#### [Extrait cité]
+++++
Au lieu de cela, les nominations sont souvent motivées par des relations politiques personnelles et non basées sur la compétence et l’expérience. Conséquence : cela peut conduire à ce que des personnes peu qualifiées occupent des postes importants dans l’administration publique. Ce qui peut avoir de graves conséquences sur la qualité des services publics.
Bien que le Mouvement socialiste militant (MSM) se soit engagé à utiliser des appels à candidatures pour pourvoir les postes de Chief Executive Officer (CEO) durant son premier mandat en 2014, cette promesse électorale n’a pas été véritablement respectée. Il y a certes eu quelques efforts pendant le premier mandat de 2014-19. Mais celui de 2019-2024 a été surtout marqué par des nominations politiques abusives.
Faizal Jeerooburkan, représentant du groupe de réflexion Think Mauritius, déclare sans ambages : « C’est une forme déguisée de corruption. Les nominations sont à la base même du problème que nous rencontrons actuellement avec les institutions gouvernementales. »
De telles pratiques, selon lui, ne devraient plus être tolérées dans une démocratie. « Un nominé politique sera assujetti au bon vouloir de celui ou de ceux qui le nomment. Prenons l’exemple de l’Independent Commission against Corruption. C’est le Premier ministre qui en nomme le directeur et qui décide de son salaire. Comment peut-on s’attendre à ce qu’il mène des enquêtes objectives si un jour le Premier ministre vient à être impliqué dans un cas de corruption ? », fait-il remarquer.
Il regrette qu’il n’y ait plus d’appels à candidatures pour décider à qui confier des postes à responsabilités au sein des institutions. « Idéalement, les recrutements pour de tels postes devraient être décidés par un comité composé de professionnels. Les qualifications, l’intégrité et le passé des candidats devraient être pris en compte avant de nommer quiconque », ajoute-t-il.
Shakeel Mohamed soutient, quant à lui, que les nominations politiques sont devenues une pratique normale et acceptable. Il tient pour responsables tous les gouvernements qui se sont succédé. « Lorsque Ivan Collendavalloo dit qu’il est normal de recruter des personnes proches de lui, cela donne une indication claire de l’importance accordée par ce gouvernement à la méritocratie et à la compétence », fait remarquer le député du Parti travailliste (PTr).
+++++
#### [Entrées répertoriées]
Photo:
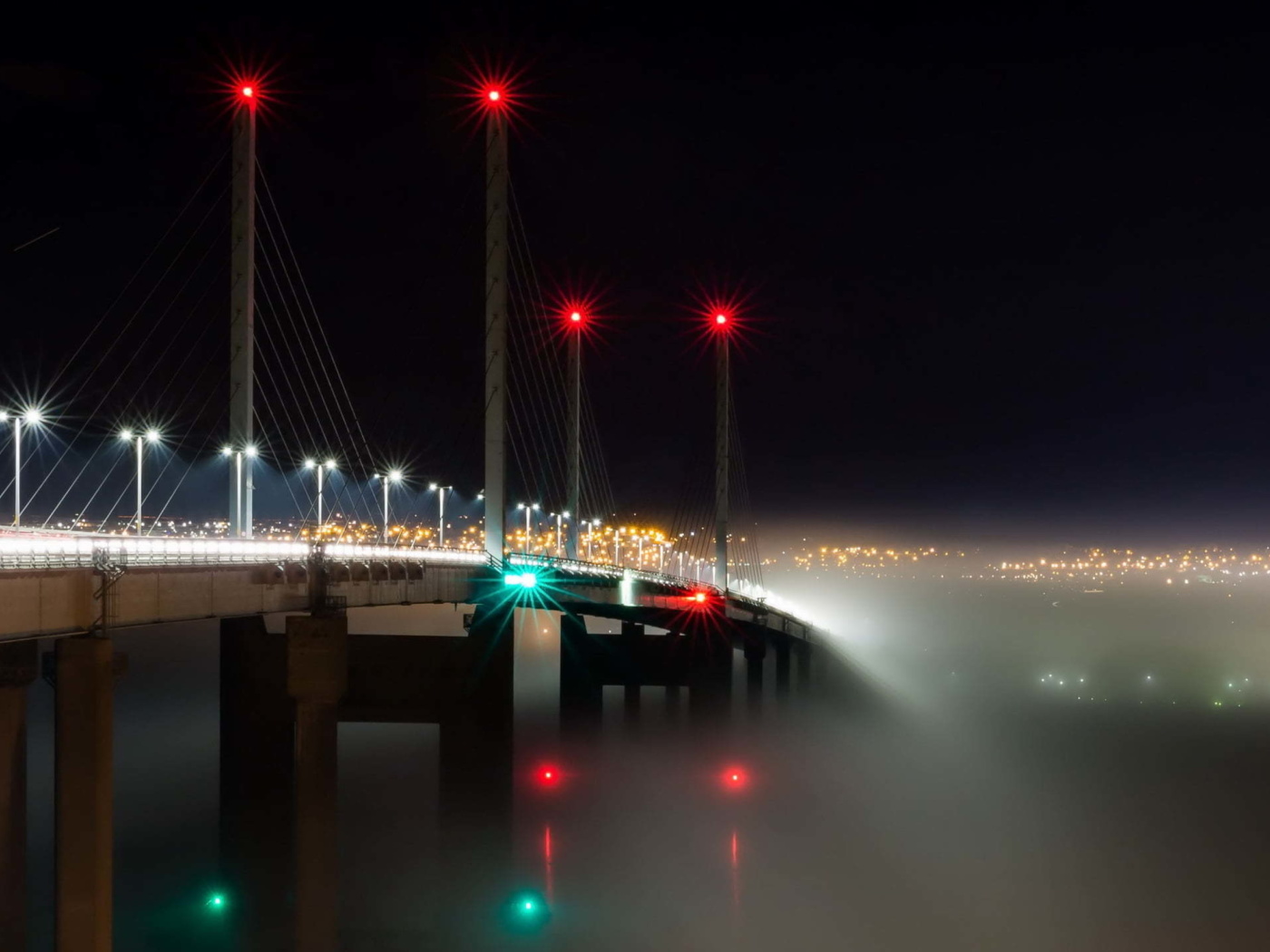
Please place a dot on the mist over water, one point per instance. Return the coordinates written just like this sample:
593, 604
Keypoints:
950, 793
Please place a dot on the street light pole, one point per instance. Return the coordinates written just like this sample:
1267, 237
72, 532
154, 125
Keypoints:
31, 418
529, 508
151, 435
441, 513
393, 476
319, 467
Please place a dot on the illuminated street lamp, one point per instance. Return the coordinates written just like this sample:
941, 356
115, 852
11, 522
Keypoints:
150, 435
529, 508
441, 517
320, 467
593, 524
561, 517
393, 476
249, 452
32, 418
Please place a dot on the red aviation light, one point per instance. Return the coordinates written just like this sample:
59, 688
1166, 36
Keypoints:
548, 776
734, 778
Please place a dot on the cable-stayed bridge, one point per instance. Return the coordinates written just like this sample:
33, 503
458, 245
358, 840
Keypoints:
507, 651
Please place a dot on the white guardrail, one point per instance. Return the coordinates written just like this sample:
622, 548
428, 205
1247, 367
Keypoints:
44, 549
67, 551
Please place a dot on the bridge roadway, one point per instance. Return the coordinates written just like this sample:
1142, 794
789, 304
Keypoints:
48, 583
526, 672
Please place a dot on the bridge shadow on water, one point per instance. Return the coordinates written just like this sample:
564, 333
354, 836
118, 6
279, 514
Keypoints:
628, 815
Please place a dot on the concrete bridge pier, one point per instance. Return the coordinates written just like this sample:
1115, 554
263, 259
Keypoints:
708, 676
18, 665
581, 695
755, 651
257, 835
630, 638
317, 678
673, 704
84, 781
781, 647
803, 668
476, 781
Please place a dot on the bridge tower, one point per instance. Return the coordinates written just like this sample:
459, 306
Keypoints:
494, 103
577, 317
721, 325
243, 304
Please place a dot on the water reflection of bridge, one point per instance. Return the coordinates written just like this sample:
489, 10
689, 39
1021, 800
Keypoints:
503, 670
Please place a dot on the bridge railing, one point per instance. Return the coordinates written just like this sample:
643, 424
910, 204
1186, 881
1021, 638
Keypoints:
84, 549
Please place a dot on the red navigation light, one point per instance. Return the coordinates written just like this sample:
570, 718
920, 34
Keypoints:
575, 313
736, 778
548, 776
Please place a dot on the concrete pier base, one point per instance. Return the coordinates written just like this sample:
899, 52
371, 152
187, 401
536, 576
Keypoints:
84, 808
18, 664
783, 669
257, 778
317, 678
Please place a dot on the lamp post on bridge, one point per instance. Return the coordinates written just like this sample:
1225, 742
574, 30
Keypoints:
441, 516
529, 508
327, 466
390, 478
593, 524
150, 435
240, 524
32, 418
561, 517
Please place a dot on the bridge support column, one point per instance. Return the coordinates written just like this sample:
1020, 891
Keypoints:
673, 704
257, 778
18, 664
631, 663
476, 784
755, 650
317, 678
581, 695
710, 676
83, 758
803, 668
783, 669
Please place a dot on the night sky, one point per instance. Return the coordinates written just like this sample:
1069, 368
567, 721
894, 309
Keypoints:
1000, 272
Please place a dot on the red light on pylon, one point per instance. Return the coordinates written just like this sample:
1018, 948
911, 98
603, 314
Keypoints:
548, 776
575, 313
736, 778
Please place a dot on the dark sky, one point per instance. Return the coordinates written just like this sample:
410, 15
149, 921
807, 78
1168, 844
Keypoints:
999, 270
+++++
#### [Tâches à faire]
(1) D'après l'extrait sur les nominations politiques, qui nomme le directeur de l'Independent Commission against Corruption et fixe son salaire ?
(2) Recopiez, dans l'extrait sur les nominations politiques, le passage qui s'ouvre sur les mots contenant « Au lieu de cela, les » et se ferme sur « nominations politiques abusives. ».

#### [Réponses]
(1) Le Premier ministre.

(2)
Au lieu de cela, les nominations sont souvent motivées par des relations politiques personnelles et non basées sur la compétence et l’expérience. Conséquence : cela peut conduire à ce que des personnes peu qualifiées occupent des postes importants dans l’administration publique. Ce qui peut avoir de graves conséquences sur la qualité des services publics.
Bien que le Mouvement socialiste militant (MSM) se soit engagé à utiliser des appels à candidatures pour pourvoir les postes de Chief Executive Officer (CEO) durant son premier mandat en 2014, cette promesse électorale n’a pas été véritablement respectée. Il y a certes eu quelques efforts pendant le premier mandat de 2014-19. Mais celui de 2019-2024 a été surtout marqué par des nominations politiques abusives.